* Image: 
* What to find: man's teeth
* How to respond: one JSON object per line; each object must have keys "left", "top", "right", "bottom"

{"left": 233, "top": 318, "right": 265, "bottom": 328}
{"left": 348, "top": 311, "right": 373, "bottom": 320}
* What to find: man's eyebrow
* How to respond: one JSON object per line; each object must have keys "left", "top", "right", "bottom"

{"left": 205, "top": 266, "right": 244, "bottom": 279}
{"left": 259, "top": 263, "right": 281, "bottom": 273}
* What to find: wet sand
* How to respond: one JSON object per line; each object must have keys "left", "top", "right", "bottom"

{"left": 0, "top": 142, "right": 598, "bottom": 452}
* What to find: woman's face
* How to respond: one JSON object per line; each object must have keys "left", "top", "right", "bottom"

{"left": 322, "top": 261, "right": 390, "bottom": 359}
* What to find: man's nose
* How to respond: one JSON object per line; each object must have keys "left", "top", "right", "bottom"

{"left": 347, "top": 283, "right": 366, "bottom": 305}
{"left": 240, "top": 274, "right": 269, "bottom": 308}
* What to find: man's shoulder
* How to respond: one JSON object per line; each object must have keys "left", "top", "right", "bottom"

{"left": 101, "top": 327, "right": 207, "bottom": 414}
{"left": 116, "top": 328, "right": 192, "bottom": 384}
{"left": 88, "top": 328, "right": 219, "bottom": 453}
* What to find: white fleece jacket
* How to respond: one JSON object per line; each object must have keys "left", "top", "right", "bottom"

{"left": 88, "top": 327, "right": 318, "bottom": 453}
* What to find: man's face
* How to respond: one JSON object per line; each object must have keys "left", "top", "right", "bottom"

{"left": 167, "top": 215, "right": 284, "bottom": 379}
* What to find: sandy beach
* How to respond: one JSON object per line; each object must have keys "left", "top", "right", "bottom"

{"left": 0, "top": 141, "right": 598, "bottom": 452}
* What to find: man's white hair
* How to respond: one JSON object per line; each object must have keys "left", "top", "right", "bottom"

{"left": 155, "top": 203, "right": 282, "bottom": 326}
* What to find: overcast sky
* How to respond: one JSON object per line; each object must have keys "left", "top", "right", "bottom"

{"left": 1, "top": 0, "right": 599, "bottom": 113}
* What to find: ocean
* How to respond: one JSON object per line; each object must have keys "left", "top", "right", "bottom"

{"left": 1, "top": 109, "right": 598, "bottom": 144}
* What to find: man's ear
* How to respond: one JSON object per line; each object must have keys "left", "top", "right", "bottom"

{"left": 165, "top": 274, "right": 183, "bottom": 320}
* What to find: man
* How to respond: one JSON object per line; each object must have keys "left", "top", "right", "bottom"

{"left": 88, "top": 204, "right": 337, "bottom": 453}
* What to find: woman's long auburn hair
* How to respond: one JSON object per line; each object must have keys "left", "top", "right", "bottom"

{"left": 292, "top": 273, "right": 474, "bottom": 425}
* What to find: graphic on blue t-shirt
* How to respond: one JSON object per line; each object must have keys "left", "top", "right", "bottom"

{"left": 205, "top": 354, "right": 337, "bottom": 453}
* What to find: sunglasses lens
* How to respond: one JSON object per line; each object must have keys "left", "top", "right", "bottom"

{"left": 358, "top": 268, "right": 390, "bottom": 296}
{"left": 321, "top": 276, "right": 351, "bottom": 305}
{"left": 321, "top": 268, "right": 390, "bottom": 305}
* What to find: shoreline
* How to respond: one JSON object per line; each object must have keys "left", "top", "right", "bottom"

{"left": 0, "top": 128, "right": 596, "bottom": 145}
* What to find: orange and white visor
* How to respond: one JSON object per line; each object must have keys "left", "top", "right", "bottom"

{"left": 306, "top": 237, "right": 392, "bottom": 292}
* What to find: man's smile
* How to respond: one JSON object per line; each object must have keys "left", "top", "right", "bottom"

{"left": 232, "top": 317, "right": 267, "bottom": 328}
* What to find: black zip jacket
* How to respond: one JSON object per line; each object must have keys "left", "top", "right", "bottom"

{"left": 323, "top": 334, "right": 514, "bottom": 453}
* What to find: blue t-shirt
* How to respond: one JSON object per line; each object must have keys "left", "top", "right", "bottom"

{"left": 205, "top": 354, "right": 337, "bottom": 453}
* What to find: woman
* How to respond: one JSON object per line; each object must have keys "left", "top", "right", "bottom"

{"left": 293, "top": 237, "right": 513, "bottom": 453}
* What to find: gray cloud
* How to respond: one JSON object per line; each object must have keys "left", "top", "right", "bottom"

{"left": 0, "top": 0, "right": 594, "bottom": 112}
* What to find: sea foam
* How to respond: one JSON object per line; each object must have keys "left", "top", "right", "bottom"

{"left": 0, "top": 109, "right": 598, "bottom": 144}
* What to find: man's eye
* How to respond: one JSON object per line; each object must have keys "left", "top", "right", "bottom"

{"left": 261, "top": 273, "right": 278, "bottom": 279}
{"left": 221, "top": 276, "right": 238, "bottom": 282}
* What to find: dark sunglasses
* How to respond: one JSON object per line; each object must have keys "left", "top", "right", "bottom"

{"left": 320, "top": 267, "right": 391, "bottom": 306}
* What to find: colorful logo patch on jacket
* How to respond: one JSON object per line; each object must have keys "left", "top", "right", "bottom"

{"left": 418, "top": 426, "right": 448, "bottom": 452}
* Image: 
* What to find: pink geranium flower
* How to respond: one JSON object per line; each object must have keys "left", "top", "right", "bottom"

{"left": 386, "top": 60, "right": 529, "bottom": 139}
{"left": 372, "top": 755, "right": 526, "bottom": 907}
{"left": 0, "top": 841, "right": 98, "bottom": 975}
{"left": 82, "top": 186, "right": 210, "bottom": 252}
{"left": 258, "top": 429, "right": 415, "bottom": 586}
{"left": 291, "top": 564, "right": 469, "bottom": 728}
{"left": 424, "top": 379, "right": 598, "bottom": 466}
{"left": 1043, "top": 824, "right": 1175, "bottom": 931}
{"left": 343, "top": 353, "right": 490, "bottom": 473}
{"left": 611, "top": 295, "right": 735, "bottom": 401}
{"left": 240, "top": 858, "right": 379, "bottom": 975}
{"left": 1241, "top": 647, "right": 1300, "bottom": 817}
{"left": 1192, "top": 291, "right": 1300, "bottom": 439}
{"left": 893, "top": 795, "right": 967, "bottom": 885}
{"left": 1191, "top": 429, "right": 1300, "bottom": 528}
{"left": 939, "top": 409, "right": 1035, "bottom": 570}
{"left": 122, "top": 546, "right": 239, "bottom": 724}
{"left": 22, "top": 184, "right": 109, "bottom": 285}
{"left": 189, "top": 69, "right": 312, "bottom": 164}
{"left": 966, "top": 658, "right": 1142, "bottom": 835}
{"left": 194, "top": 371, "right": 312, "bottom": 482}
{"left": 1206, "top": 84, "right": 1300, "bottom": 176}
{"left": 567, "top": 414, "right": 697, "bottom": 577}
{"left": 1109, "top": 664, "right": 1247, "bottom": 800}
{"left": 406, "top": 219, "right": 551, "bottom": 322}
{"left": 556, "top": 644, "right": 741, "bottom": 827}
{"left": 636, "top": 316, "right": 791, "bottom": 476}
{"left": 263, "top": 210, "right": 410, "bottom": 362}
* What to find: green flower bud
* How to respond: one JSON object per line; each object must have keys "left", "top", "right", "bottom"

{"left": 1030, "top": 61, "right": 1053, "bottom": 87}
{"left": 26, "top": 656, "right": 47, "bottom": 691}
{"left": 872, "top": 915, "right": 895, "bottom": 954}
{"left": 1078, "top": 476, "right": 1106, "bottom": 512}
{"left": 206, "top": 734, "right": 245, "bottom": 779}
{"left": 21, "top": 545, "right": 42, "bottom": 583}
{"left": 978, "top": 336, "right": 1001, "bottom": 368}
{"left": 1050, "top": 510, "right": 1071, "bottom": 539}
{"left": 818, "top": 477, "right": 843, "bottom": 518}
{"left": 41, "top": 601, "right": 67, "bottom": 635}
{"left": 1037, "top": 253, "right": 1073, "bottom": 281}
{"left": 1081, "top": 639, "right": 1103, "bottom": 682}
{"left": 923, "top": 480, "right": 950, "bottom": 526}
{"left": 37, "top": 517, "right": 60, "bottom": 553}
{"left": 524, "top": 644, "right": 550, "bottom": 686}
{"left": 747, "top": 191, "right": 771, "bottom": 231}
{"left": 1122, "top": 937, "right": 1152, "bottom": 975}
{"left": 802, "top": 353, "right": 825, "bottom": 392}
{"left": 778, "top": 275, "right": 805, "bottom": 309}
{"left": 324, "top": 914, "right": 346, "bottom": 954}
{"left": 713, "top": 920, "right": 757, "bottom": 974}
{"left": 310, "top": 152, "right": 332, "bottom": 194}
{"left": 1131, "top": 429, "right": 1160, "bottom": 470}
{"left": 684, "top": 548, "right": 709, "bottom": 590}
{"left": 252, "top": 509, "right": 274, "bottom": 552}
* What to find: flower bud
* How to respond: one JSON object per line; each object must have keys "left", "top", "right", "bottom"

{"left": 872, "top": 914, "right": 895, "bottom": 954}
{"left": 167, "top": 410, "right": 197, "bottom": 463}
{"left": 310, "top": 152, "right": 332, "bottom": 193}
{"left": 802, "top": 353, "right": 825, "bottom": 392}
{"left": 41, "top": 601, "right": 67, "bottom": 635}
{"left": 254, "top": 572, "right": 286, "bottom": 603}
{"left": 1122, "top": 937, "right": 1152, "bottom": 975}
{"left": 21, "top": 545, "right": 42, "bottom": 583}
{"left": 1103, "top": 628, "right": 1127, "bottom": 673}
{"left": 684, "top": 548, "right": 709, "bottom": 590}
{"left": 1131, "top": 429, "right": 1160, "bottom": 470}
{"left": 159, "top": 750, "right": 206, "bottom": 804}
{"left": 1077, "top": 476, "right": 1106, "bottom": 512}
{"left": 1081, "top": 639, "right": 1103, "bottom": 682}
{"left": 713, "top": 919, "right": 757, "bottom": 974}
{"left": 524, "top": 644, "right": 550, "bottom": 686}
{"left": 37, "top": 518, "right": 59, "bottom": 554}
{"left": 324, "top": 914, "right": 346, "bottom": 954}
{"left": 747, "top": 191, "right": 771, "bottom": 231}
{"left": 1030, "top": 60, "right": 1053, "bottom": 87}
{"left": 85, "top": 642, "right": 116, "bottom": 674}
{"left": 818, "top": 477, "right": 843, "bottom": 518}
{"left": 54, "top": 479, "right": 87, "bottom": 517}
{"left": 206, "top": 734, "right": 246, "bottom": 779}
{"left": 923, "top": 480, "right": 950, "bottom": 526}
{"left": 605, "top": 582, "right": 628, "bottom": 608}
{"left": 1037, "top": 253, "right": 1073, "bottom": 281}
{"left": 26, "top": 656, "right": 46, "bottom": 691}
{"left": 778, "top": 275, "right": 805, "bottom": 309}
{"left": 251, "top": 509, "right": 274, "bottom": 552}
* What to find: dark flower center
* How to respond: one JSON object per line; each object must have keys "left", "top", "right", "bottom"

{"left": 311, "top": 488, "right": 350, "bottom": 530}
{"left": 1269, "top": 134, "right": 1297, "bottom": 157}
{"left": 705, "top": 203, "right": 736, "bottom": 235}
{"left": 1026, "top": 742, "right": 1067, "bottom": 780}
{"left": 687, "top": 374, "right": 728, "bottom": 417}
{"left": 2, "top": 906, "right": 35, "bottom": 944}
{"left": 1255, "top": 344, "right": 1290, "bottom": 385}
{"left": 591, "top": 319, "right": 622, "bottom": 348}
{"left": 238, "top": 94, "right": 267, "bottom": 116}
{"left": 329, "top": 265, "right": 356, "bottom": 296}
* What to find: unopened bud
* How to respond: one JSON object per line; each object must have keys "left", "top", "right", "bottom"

================

Assigned task: "flower" is the string to look for; please copy every line of the records above where it appears.

Completed exercise:
* What to find: pink geranium flower
* What to find: green flower bud
* What to find: flower bud
* What to find: dark flower center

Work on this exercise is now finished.